[Saved data entries]
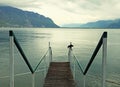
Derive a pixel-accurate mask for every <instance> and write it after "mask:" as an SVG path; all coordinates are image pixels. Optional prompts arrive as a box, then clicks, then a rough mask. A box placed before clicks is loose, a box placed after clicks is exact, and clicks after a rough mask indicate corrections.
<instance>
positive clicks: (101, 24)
mask: <svg viewBox="0 0 120 87" xmlns="http://www.w3.org/2000/svg"><path fill="white" fill-rule="evenodd" d="M63 27H79V28H120V19H115V20H100V21H96V22H88V23H86V24H67V25H63Z"/></svg>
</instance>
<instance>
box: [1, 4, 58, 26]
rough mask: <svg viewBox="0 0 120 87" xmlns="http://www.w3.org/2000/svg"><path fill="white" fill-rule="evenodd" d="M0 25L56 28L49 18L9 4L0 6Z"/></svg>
mask: <svg viewBox="0 0 120 87" xmlns="http://www.w3.org/2000/svg"><path fill="white" fill-rule="evenodd" d="M0 27H46V28H58V27H59V26H58V25H56V24H55V23H54V22H53V21H52V20H51V19H50V18H48V17H45V16H43V15H40V14H38V13H34V12H29V11H23V10H20V9H18V8H14V7H10V6H0Z"/></svg>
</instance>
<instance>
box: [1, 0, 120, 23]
mask: <svg viewBox="0 0 120 87" xmlns="http://www.w3.org/2000/svg"><path fill="white" fill-rule="evenodd" d="M0 5H9V6H14V7H17V8H20V9H23V10H29V11H34V12H37V13H39V14H42V15H44V16H46V17H50V18H52V20H53V21H54V22H55V23H56V24H58V25H62V24H69V23H86V22H90V21H97V20H108V19H116V18H120V0H0Z"/></svg>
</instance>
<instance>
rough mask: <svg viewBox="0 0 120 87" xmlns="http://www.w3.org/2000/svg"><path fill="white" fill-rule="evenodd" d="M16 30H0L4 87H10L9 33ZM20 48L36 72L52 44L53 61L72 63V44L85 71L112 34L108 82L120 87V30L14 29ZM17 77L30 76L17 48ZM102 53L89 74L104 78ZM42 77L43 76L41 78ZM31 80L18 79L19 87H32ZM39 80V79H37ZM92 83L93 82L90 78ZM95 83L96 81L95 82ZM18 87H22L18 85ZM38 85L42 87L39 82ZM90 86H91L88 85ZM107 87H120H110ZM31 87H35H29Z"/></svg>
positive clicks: (27, 69)
mask: <svg viewBox="0 0 120 87" xmlns="http://www.w3.org/2000/svg"><path fill="white" fill-rule="evenodd" d="M11 29H12V28H6V29H5V28H1V29H0V86H2V87H9V78H2V77H4V76H9V33H8V32H9V30H11ZM13 31H14V33H15V35H16V37H17V39H18V41H19V43H20V45H21V46H22V48H23V50H24V52H25V54H26V56H27V58H28V60H29V61H30V63H31V65H32V67H33V68H35V66H36V64H37V63H38V61H39V60H40V58H41V56H42V55H44V53H45V52H46V51H47V50H48V43H49V42H50V43H51V47H52V50H53V61H68V58H67V55H68V48H67V46H68V45H69V44H70V42H72V44H73V45H74V47H73V51H74V54H75V55H76V57H77V58H78V59H79V62H80V63H81V65H82V67H83V68H85V67H86V64H87V63H88V61H89V59H90V58H91V56H92V53H93V51H94V49H95V48H96V45H97V43H98V41H99V39H100V37H101V35H102V33H103V32H104V31H107V32H108V42H107V79H108V80H110V81H114V82H115V83H120V66H119V65H120V62H119V61H120V38H119V35H120V30H119V29H72V28H71V29H63V28H59V29H58V28H54V29H52V28H29V29H28V28H23V29H22V28H14V29H13ZM14 53H15V74H19V73H26V72H29V69H28V68H27V66H26V65H25V63H24V61H23V59H22V57H21V55H20V54H19V52H18V50H17V49H16V47H15V52H14ZM101 63H102V49H101V50H100V51H99V53H98V55H97V56H96V59H95V60H94V62H93V64H92V67H91V68H90V71H89V72H88V74H90V75H93V76H96V77H99V76H101ZM41 75H42V74H39V76H41ZM26 79H31V77H30V76H27V75H26V76H23V77H22V76H21V78H18V77H16V81H15V84H16V85H15V87H23V86H24V87H28V86H29V85H30V84H28V83H31V81H26ZM36 79H38V78H37V77H36ZM89 79H90V78H89ZM94 80H95V79H94ZM90 83H93V84H91V87H94V86H96V87H100V85H99V84H100V82H99V81H98V84H96V83H97V81H93V82H92V81H91V82H90ZM17 84H18V85H17ZM36 85H40V83H39V82H36ZM87 85H90V84H87ZM92 85H94V86H92ZM107 85H108V86H107V87H119V86H120V85H117V84H113V83H108V84H107ZM29 87H31V86H29Z"/></svg>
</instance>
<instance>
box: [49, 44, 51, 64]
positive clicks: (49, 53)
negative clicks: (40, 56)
mask: <svg viewBox="0 0 120 87" xmlns="http://www.w3.org/2000/svg"><path fill="white" fill-rule="evenodd" d="M49 59H50V62H52V48H51V46H50V42H49Z"/></svg>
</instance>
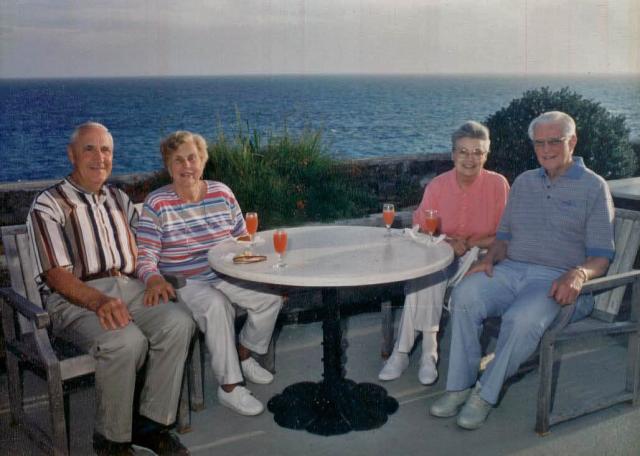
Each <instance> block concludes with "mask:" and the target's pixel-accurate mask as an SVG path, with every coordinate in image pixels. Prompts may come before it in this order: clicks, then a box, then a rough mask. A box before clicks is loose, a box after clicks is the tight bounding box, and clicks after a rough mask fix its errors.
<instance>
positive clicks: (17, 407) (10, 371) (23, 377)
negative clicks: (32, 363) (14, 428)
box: [5, 350, 24, 425]
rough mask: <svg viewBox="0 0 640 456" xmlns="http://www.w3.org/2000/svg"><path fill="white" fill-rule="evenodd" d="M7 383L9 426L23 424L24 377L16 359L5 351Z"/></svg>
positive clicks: (13, 356) (23, 414) (13, 355)
mask: <svg viewBox="0 0 640 456" xmlns="http://www.w3.org/2000/svg"><path fill="white" fill-rule="evenodd" d="M6 354H7V357H6V358H5V359H6V361H5V362H6V366H7V383H8V386H9V408H10V409H11V424H14V425H15V424H18V423H23V422H24V405H23V395H24V389H23V388H24V387H23V385H24V384H23V381H24V376H23V373H22V369H21V368H20V363H19V362H18V358H17V357H16V356H15V355H14V354H13V353H11V352H9V351H8V350H7V352H6Z"/></svg>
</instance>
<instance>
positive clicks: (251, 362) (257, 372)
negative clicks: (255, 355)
mask: <svg viewBox="0 0 640 456" xmlns="http://www.w3.org/2000/svg"><path fill="white" fill-rule="evenodd" d="M240 367H241V368H242V375H244V378H245V379H246V380H249V381H250V382H251V383H259V384H260V385H268V384H269V383H271V382H272V381H273V375H272V374H271V372H269V371H268V370H266V369H265V368H264V367H262V366H261V365H260V364H258V362H257V361H256V360H255V359H253V358H252V357H251V356H249V357H248V358H247V359H245V360H244V361H242V362H241V363H240Z"/></svg>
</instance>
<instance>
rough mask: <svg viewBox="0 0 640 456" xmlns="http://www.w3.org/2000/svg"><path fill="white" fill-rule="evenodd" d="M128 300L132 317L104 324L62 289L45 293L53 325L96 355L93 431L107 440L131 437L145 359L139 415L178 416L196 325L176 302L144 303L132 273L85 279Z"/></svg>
mask: <svg viewBox="0 0 640 456" xmlns="http://www.w3.org/2000/svg"><path fill="white" fill-rule="evenodd" d="M87 285H90V286H92V287H94V288H96V289H98V290H100V291H102V292H103V293H105V294H107V295H109V296H112V297H115V298H120V299H121V300H122V301H123V302H124V303H126V304H127V308H128V309H129V313H130V314H131V316H132V317H133V321H132V322H131V323H129V324H128V325H127V326H125V327H124V328H121V329H115V330H106V329H103V328H102V326H100V323H99V321H98V317H97V316H96V314H95V313H94V312H92V311H90V310H87V309H84V308H82V307H79V306H77V305H74V304H71V303H70V302H68V301H67V300H66V299H65V298H64V297H63V296H61V295H60V294H57V293H54V294H52V295H51V296H50V297H49V299H47V304H46V305H47V310H48V312H49V314H50V315H51V320H52V323H53V331H54V334H55V335H56V336H57V337H61V338H64V339H67V340H69V341H71V342H73V343H74V344H76V345H78V346H79V347H80V348H82V349H83V350H85V351H86V352H87V353H90V354H91V355H93V356H94V357H95V359H96V373H95V381H96V422H95V431H96V432H98V433H100V434H102V435H103V436H104V437H106V438H107V439H109V440H113V441H115V442H127V441H130V440H131V427H132V417H133V397H134V390H135V385H136V373H137V372H138V371H139V370H140V368H141V367H142V366H143V364H145V362H146V376H145V378H144V382H143V384H142V391H141V392H140V410H139V413H140V414H141V415H144V416H146V417H147V418H150V419H152V420H154V421H156V422H158V423H161V424H165V425H170V424H172V423H173V422H174V421H175V420H176V411H177V408H178V400H179V398H180V387H181V384H182V374H183V371H184V364H185V360H186V357H187V352H188V350H189V344H190V342H191V338H192V336H193V332H194V330H195V325H194V323H193V320H192V318H191V316H190V315H189V314H188V312H187V311H186V310H185V309H184V308H183V307H182V306H180V305H176V304H175V303H172V302H169V303H163V304H159V305H157V306H154V307H146V306H145V305H144V304H143V294H144V290H145V286H144V284H143V283H142V282H140V281H139V280H136V279H131V278H128V277H117V278H115V277H109V278H104V279H98V280H93V281H90V282H87Z"/></svg>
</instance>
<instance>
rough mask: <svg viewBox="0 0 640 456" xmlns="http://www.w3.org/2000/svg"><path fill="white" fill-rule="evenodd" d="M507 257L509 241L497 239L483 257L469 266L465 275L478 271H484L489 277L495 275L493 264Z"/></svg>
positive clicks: (492, 244) (485, 273) (490, 276)
mask: <svg viewBox="0 0 640 456" xmlns="http://www.w3.org/2000/svg"><path fill="white" fill-rule="evenodd" d="M506 257H507V241H503V240H499V239H496V240H495V241H494V242H493V243H492V244H491V246H490V247H489V251H488V252H487V254H486V255H485V256H484V257H483V258H482V260H480V261H478V262H476V263H474V264H473V266H471V267H470V268H469V270H468V271H467V273H466V274H465V276H467V275H470V274H475V273H476V272H484V273H485V274H487V276H489V277H493V265H494V264H496V263H498V262H500V261H502V260H504V259H505V258H506Z"/></svg>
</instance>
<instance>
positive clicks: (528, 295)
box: [447, 260, 593, 404]
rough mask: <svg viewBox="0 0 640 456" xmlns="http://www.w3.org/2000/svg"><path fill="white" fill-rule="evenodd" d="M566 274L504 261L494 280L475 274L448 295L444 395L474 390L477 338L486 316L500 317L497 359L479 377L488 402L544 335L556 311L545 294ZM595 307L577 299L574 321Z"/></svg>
mask: <svg viewBox="0 0 640 456" xmlns="http://www.w3.org/2000/svg"><path fill="white" fill-rule="evenodd" d="M563 273H564V270H561V269H557V268H550V267H546V266H540V265H535V264H531V263H522V262H517V261H512V260H504V261H502V262H500V263H499V264H497V265H496V266H495V267H494V269H493V277H488V276H487V275H486V274H484V273H476V274H472V275H470V276H468V277H466V278H465V279H464V280H463V281H462V282H460V284H458V286H457V287H455V288H454V290H453V293H452V303H451V308H452V327H453V329H452V340H451V349H450V355H449V373H448V378H447V390H448V391H460V390H463V389H466V388H469V387H471V386H473V384H474V383H475V382H476V380H477V377H478V368H479V365H480V358H481V355H482V353H481V347H480V340H479V339H480V335H481V333H482V327H483V322H484V320H485V319H486V318H488V317H502V325H501V327H500V335H499V337H498V341H497V345H496V351H495V358H494V359H493V361H491V363H490V364H489V365H488V366H487V369H486V370H485V371H484V373H483V374H482V377H481V378H480V379H479V382H480V385H481V387H482V389H481V392H480V396H481V397H482V398H483V399H484V400H486V401H487V402H489V403H491V404H495V403H496V402H497V401H498V396H499V394H500V390H501V389H502V385H503V384H504V382H505V380H506V379H508V378H509V377H510V376H512V375H513V374H515V373H516V371H517V370H518V367H519V366H520V364H522V363H523V362H524V361H526V360H527V359H528V358H529V356H531V354H533V352H534V351H535V350H536V347H537V346H538V343H539V342H540V339H541V338H542V335H543V334H544V332H545V330H546V329H547V328H548V327H549V325H550V324H551V323H552V322H553V320H554V318H555V317H556V315H557V314H558V312H559V311H560V305H559V304H558V303H557V302H556V301H555V300H554V299H553V298H550V297H549V296H548V294H549V290H550V288H551V283H552V282H553V281H554V280H555V279H557V278H558V277H559V276H561V275H562V274H563ZM592 308H593V299H592V298H591V297H590V296H581V297H580V299H579V301H578V303H577V305H576V312H575V313H574V316H573V320H574V321H575V320H576V319H578V318H583V317H584V316H586V315H588V314H589V313H590V312H591V309H592Z"/></svg>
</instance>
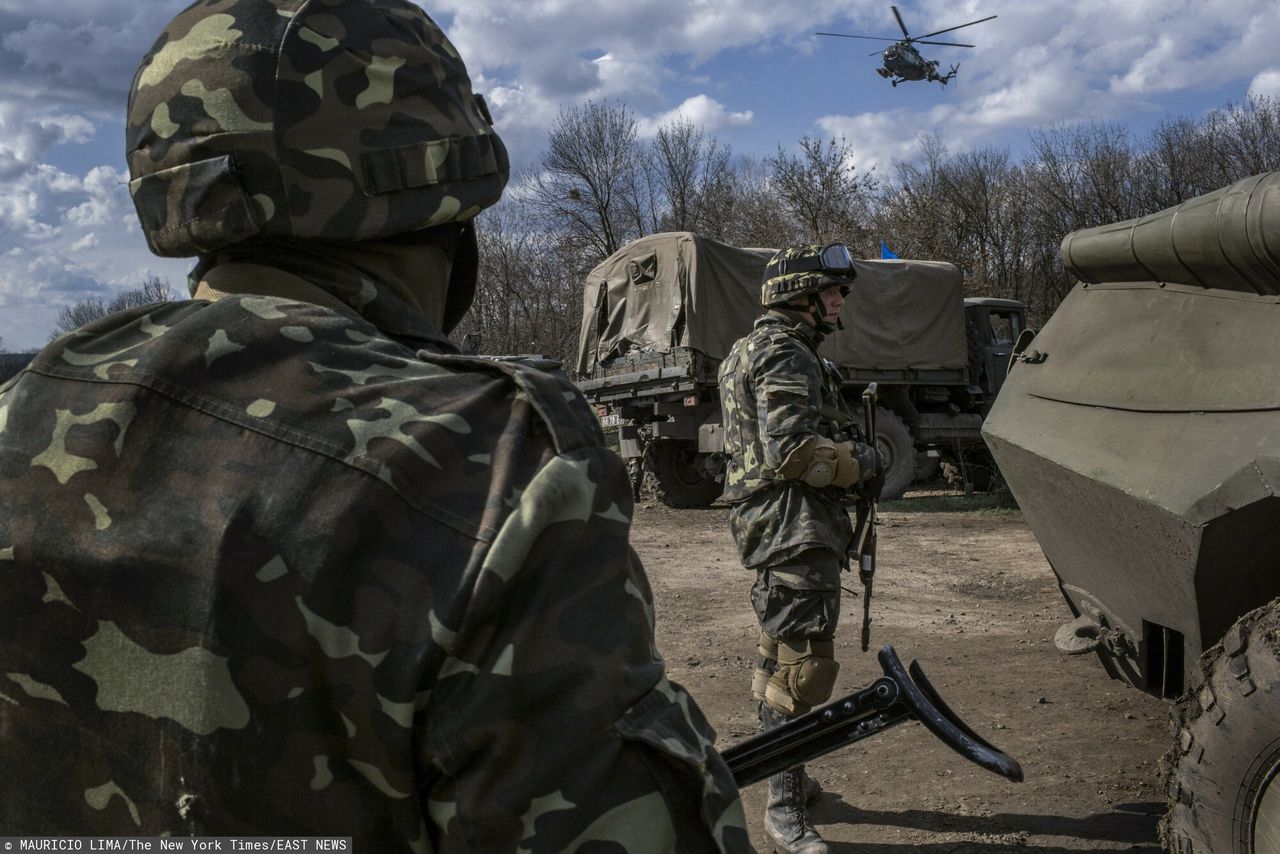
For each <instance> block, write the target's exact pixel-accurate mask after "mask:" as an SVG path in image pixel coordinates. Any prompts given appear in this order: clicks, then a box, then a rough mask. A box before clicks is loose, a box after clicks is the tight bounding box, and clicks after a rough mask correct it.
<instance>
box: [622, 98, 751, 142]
mask: <svg viewBox="0 0 1280 854" xmlns="http://www.w3.org/2000/svg"><path fill="white" fill-rule="evenodd" d="M753 117H754V114H753V113H751V110H746V111H744V113H731V111H730V110H727V109H724V105H723V104H721V102H719V101H717V100H716V99H713V97H708V96H707V95H695V96H694V97H689V99H685V101H684V102H682V104H681V105H680V106H677V108H676V109H673V110H667V111H666V113H662V114H659V115H655V117H653V118H648V119H640V120H639V122H637V124H639V125H640V136H641V137H653V136H655V134H657V133H658V128H660V127H662V125H664V124H669V123H671V122H675V120H677V119H682V120H687V122H692V123H694V124H695V125H698V127H700V128H703V129H704V131H707V132H708V133H714V132H716V131H723V129H726V128H740V127H745V125H748V124H750V123H751V120H753Z"/></svg>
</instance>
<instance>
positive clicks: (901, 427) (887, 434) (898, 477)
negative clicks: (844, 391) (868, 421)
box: [876, 407, 915, 501]
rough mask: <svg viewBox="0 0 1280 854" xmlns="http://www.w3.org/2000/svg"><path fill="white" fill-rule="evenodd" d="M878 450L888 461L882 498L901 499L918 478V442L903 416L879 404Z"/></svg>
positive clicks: (878, 421) (881, 493)
mask: <svg viewBox="0 0 1280 854" xmlns="http://www.w3.org/2000/svg"><path fill="white" fill-rule="evenodd" d="M876 453H878V455H879V456H881V460H882V461H883V463H884V488H883V489H882V490H881V498H883V499H886V501H891V499H893V498H901V497H902V493H905V492H906V488H908V487H910V485H911V479H913V478H915V443H914V442H911V433H910V430H908V429H906V424H904V423H902V419H900V417H897V415H896V414H895V412H891V411H890V410H886V408H884V407H876Z"/></svg>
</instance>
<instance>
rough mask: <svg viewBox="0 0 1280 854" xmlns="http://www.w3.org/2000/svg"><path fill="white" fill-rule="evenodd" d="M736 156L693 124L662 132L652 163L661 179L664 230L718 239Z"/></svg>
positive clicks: (659, 186) (656, 172)
mask: <svg viewBox="0 0 1280 854" xmlns="http://www.w3.org/2000/svg"><path fill="white" fill-rule="evenodd" d="M731 156H732V151H731V150H730V149H728V146H722V145H721V143H719V142H718V141H717V140H716V137H708V136H707V133H705V131H703V128H701V127H699V125H696V124H694V122H692V120H691V119H676V120H673V122H671V123H668V124H664V125H662V127H660V128H658V134H657V137H654V141H653V143H652V145H650V146H649V151H648V157H646V163H648V165H649V169H650V172H652V173H653V174H654V175H655V181H654V189H655V200H654V201H655V206H660V207H662V209H663V213H662V215H660V218H659V220H658V225H659V227H660V228H662V229H663V230H676V232H699V233H701V234H705V236H708V237H713V238H718V237H719V236H721V234H722V233H723V230H724V227H726V222H724V220H723V219H722V214H723V210H722V205H723V200H724V195H723V189H724V187H726V184H727V183H728V182H730V181H731V172H732V166H731V165H730V157H731Z"/></svg>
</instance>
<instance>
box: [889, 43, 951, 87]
mask: <svg viewBox="0 0 1280 854" xmlns="http://www.w3.org/2000/svg"><path fill="white" fill-rule="evenodd" d="M881 59H883V60H884V67H883V68H878V69H876V70H877V72H878V73H879V76H881V77H888V78H892V83H893V86H897V85H899V83H901V82H904V81H931V82H937V83H942V85H943V86H946V85H947V81H948V79H951V78H952V77H955V69H952V70H951V72H950V73H947V74H938V60H936V59H924V58H923V56H920V51H918V50H916V49H915V47H914V46H911V45H910V44H908V42H905V41H900V42H895V44H892V45H890V46H888V47H886V49H884V52H882V54H881Z"/></svg>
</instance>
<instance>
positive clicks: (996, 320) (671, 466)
mask: <svg viewBox="0 0 1280 854" xmlns="http://www.w3.org/2000/svg"><path fill="white" fill-rule="evenodd" d="M774 251H776V250H769V248H737V247H733V246H727V245H724V243H719V242H717V241H712V239H708V238H705V237H700V236H698V234H692V233H689V232H668V233H660V234H652V236H649V237H644V238H641V239H639V241H635V242H632V243H630V245H627V246H625V247H623V248H622V250H620V251H618V252H616V254H614V255H612V256H609V257H608V259H605V260H604V261H603V262H602V264H600V265H599V266H596V268H595V269H594V270H593V271H591V273H590V274H589V275H588V278H586V288H585V293H584V300H582V303H584V310H582V329H581V339H580V346H579V362H577V382H579V385H580V387H581V389H582V392H584V393H585V394H586V397H588V399H590V401H591V402H593V403H595V405H596V407H598V411H599V412H600V415H602V417H603V421H604V424H605V426H607V428H614V429H617V430H618V440H620V449H621V453H622V456H623V457H625V458H626V460H627V461H628V465H630V466H631V470H632V475H634V478H635V483H636V484H639V478H640V474H641V470H644V471H646V472H648V478H649V481H650V483H652V484H653V488H654V490H655V493H657V495H658V498H659V499H660V501H663V502H664V503H667V504H669V506H672V507H705V506H708V504H710V503H712V502H713V501H714V499H716V498H718V497H719V494H721V487H722V472H723V466H724V457H723V433H722V428H721V411H719V387H718V383H717V378H716V371H717V367H718V366H719V362H721V361H722V360H723V359H724V356H726V355H727V353H728V350H730V347H731V346H732V344H733V342H735V341H737V339H739V338H741V337H742V335H744V334H746V333H748V332H750V329H751V324H753V323H754V321H755V318H758V316H759V314H760V311H762V309H760V302H759V298H760V296H759V293H760V279H762V275H763V273H764V266H765V264H767V262H768V260H769V257H771V256H772V255H773V254H774ZM856 266H858V279H856V283H855V286H854V288H852V292H851V293H850V294H849V298H847V301H846V302H845V309H844V312H842V314H841V320H842V323H844V326H845V329H844V330H842V332H838V333H836V334H833V335H829V337H828V338H827V339H826V341H824V342H823V344H822V347H820V351H819V352H820V353H822V355H823V356H824V357H826V359H828V360H829V361H831V362H832V364H833V365H835V366H836V369H837V370H838V371H840V375H841V378H842V389H844V392H845V394H846V397H849V399H850V401H852V402H854V405H855V408H854V411H860V397H861V393H863V389H864V388H867V385H868V384H869V383H873V382H874V383H877V384H878V388H879V401H881V408H879V410H878V412H877V423H878V428H879V434H881V435H879V451H881V453H882V457H883V460H884V461H886V479H884V492H883V497H886V498H896V497H899V495H901V494H902V493H904V492H905V490H906V488H908V485H909V484H910V483H911V481H913V480H914V479H916V478H922V479H923V478H928V476H929V475H932V474H933V472H934V471H936V470H937V466H938V465H940V463H943V465H946V466H947V467H948V469H951V470H954V471H955V472H957V475H960V476H964V478H968V479H969V481H970V483H973V484H974V485H977V487H978V488H983V487H986V485H987V484H989V480H991V475H992V472H993V463H992V462H991V458H989V455H988V453H987V449H986V447H984V446H983V442H982V434H980V428H982V419H983V415H984V414H986V411H987V408H988V407H989V405H991V401H992V399H993V398H995V394H996V391H997V389H998V388H1000V383H1001V382H1002V380H1004V373H1005V367H1006V365H1007V360H1009V355H1010V353H1011V351H1012V344H1014V341H1015V339H1016V337H1018V334H1019V333H1020V332H1021V329H1023V328H1024V325H1025V321H1024V315H1025V310H1024V306H1023V305H1021V303H1020V302H1015V301H1010V300H968V301H966V300H965V298H964V288H963V284H964V283H963V275H961V273H960V270H959V269H957V268H956V266H955V265H952V264H945V262H938V261H913V260H874V261H858V262H856Z"/></svg>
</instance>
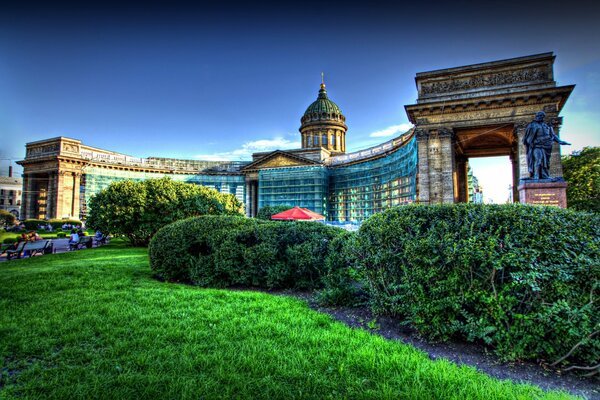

[Requirement]
Scan the records above for the lines holding "box: [5, 350, 24, 425]" and "383L9 426L23 424L24". Transcribe those two and every line between them word for word, and no others.

[Solved problem]
box: [5, 350, 24, 425]
rough mask: <svg viewBox="0 0 640 456" xmlns="http://www.w3.org/2000/svg"><path fill="white" fill-rule="evenodd" d="M7 383L9 426L23 424L24 377L16 359L5 351Z"/></svg>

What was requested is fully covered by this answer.